■ PROBLEM DETAILS ■
Copy out the data below line for line, changing nothing.

Entries from a pointing dataset:
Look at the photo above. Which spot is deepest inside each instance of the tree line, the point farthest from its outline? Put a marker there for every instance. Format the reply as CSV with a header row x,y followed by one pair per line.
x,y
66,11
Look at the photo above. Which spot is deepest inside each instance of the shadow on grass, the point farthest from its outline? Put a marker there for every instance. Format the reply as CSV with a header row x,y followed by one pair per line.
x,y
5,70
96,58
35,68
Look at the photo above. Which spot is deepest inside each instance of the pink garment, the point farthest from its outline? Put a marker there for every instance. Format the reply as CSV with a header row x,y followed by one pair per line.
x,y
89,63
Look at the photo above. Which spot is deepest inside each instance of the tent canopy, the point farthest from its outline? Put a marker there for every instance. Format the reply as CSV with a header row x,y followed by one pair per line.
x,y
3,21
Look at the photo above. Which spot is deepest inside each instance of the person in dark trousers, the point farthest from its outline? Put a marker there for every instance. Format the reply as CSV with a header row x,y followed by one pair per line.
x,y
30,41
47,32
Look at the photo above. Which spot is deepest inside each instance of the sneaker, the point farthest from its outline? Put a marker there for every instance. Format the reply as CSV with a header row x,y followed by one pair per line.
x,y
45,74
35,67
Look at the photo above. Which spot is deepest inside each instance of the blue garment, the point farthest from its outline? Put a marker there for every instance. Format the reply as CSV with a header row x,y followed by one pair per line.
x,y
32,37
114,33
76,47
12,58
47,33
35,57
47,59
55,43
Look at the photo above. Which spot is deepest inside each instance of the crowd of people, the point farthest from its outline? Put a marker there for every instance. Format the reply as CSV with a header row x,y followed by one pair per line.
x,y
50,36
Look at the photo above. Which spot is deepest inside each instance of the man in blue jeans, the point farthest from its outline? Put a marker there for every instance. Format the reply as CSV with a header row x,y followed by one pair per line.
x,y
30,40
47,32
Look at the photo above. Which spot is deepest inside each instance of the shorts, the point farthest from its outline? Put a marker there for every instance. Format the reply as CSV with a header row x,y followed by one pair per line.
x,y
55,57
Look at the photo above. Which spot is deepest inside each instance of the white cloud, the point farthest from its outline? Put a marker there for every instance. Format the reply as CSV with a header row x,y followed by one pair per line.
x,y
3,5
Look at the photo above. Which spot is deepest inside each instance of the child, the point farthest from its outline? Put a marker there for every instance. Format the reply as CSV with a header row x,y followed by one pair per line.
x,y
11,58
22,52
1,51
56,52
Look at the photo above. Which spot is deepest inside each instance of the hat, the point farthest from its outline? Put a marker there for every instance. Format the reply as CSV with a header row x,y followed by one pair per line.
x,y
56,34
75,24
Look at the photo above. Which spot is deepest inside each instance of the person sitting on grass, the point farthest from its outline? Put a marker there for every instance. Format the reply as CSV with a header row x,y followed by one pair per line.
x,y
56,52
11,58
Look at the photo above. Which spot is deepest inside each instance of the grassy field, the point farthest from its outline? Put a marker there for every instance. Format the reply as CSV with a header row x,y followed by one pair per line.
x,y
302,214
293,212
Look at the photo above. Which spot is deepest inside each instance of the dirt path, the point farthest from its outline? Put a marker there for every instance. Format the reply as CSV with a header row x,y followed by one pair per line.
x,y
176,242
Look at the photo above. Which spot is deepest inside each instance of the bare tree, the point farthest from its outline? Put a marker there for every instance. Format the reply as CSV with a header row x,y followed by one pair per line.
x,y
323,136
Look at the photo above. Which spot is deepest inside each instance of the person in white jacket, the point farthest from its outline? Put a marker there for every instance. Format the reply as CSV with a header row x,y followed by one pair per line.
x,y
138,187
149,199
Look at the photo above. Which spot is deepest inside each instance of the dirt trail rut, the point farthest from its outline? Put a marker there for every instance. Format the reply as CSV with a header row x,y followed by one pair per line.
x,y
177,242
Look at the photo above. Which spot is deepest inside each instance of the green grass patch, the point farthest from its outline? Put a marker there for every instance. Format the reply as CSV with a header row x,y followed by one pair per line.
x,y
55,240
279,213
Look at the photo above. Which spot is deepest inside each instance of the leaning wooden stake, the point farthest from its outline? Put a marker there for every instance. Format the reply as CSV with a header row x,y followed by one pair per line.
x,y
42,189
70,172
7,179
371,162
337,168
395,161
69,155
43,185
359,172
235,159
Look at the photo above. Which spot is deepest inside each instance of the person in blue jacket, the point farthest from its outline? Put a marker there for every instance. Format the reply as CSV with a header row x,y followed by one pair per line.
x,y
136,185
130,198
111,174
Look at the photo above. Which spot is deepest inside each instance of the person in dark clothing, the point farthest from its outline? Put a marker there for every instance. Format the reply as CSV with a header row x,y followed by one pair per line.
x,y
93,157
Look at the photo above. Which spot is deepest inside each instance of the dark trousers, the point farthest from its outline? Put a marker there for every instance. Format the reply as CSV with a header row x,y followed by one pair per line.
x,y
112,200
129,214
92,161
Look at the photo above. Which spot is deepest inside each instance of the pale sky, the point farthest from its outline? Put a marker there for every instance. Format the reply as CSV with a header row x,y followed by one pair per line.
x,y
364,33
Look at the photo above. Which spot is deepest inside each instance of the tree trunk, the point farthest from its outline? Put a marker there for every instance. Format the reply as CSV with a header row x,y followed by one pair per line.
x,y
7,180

■ SOLUTION ■
Look at the photo above. Which spot is deepest inside each instance of the tree line, the point farthest from its outline? Put a marker there for every instance. Format the reply as CSV with a header row x,y followed by one pair per line.
x,y
66,11
Look at the photo above. Which spot is deepest inside each instance of the shadow on grass, the point farthest from its outline? Put a marker there for every instance. Format the reply as CSV with a header row x,y followed by one pair per line.
x,y
5,70
96,58
35,68
Look at the photo above. Which spot is deepest inside each instance of the pink garment, the point farthest from its outline? Put a marker there for every instance. Format the reply as CSV with a header row x,y followed by one pair per line.
x,y
89,63
Look at the photo above. Which spot is deepest inside each instance of the tent canopy, the point farthest from its outline? Put a marker there for every instance. Format the reply as CSV with a header row x,y followed by one pair per line.
x,y
3,21
Look at the photo above. Which spot is deepest inside each instance of the person in dark trousers, the point farthest from its outline? Put a marker there for every instance. Format the reply as CSV with a header row x,y followed by one pair per line.
x,y
30,41
47,32
Look at the photo above. Which spot is deepest inside each instance of the sneaker, the point farthest from its outline? Put a marker there for every instance. Format the reply as CSV with a header row x,y followed by one pair per line.
x,y
45,74
35,67
Look at the photo above. Which spot is deepest inside each instance of the blue garment, the point farthest from its outline? Put a marker there for every instance. Format the reply as CSV with a header row x,y followed by one pair per line.
x,y
32,37
114,33
76,47
12,58
47,33
35,57
47,59
55,43
Look at the photo above. Which spot is deepest inside each instance of the crowd of people, the point farthest from its outline? Put a marker there for every instance. Format the reply as CSV with a header row x,y followed by one pair per line.
x,y
50,36
Look at the photo above. Which spot is deepest inside each instance of the man in blue jeans, the point farthest from its outline? Put a marker there for every instance. Format the reply as CSV with a header row x,y followed by one pair per line.
x,y
30,40
47,32
Look at the photo above. Which spot is deepest inside each instance of the shorts, the point farthest from its outline? Put a marker there for every instance. Format the reply as CSV with a header row x,y followed by one pair per line.
x,y
55,57
Look at the photo above. Which spot is deepest inside each instance of the white cloud, the point farthest from its outline? Put a marker there for every instance. Format the reply as CSV with a header row x,y followed by one pair per line.
x,y
3,5
Look at the photo above. Which spot is deepest inside each instance of the child, the point farthest from its outline? Put a marker there for every instance. Format the reply as CSV with a header row x,y followed by one pair per line.
x,y
11,58
22,52
1,51
56,52
Look at the photo above. Which spot is deepest inside each instance of the hat, the point farthest from its outline? Put a marker there for every instance. Format the reply as CSV with a header row x,y followed by one pair per line.
x,y
56,34
75,24
Look at the photo above. Which spot is deepest inside each instance of the person sitting on grass, the point farthest from its outline? Put a marker there for every instance. Format the reply as CSV with a header row x,y followed by one pair per line.
x,y
56,52
11,58
Look at the photo above. Which spot is deepest inside each instance of the grassy field, the point farthest from its outline? Put a marker there for every instance. Format the reply as CSV with a header row x,y followed by one pair per line.
x,y
302,214
293,212
Look at the photo above. Which spot is deepest inside each instance of the dirt path, the point farthest from its outline? Put a marker there for every instance. Format the reply as CSV with a header row x,y followed by one pair per line.
x,y
176,242
Look at the photo above. Which spot is deepest inside each instance of the bare tree, the point farthest from its outline? Put a marker there for every instance. Format the reply as CSV with a header row x,y followed by one pair per line.
x,y
323,136
Look at the photo above. Which spot is deepest inside each instance of the person in white jacket, the point farthest from its outline? Put a marker there for every instance. Format the reply as CSV with a header row x,y followed by one pair per line.
x,y
138,187
149,199
Look at the photo above. Which spot is deepest inside each instance of the dirt trail rut, the point farthest from its outline? Put a marker there for every instance. Format the reply as CSV with a header row x,y followed by one pair per line.
x,y
177,242
Look at the photo above. Which spot is deepest inside each instance of the green grass patch, the point farthest from its outline? Put a marker there for every instance. Format the reply as CSV with a header row x,y followed by one pair per line.
x,y
55,240
279,213
Look at the photo above. Which spot is deepest inside each instance of the leaning wooden stake, the point farthest from its outline? Put a marker there for every instance. Format the reply as CSV with a header row x,y followed by one pair per line.
x,y
42,189
70,172
7,179
371,162
337,168
395,161
69,155
43,185
359,172
235,159
Look at the photo above. Which spot is deepest inside each instance of the person in blue jacket, the point farthest from its outline? Put a marker there for every instance. Format the reply as CSV with a header row x,y followed by one pair per line.
x,y
136,185
130,198
111,174
Look at the photo above. Which spot is deepest inside each instance of the person in dark clothing, the point farthest from its outline? Put a marker there for every instance. Format the reply as CSV with a header row x,y followed by one pair per line.
x,y
93,157
Look at the photo above. Which spot is deepest inside each instance of the dark trousers, the point farthest from its outline? Put a marker there for every instance. Format the reply as CSV with a header row x,y followed by one pair per line.
x,y
112,200
129,214
92,161
Look at the photo above. Which spot is deepest inside each instance of the pale sky, the point farthest from its outline? Put a marker there for every instance. Format the reply as CSV with a header row x,y followed by one pair per line.
x,y
364,33
Look at the photo above. Which spot is deepest inside each instance of the tree trunk, the point farthest from its outline? Put a marker there for every instance. Format the reply as CSV with a header row x,y followed by one pair per line.
x,y
7,180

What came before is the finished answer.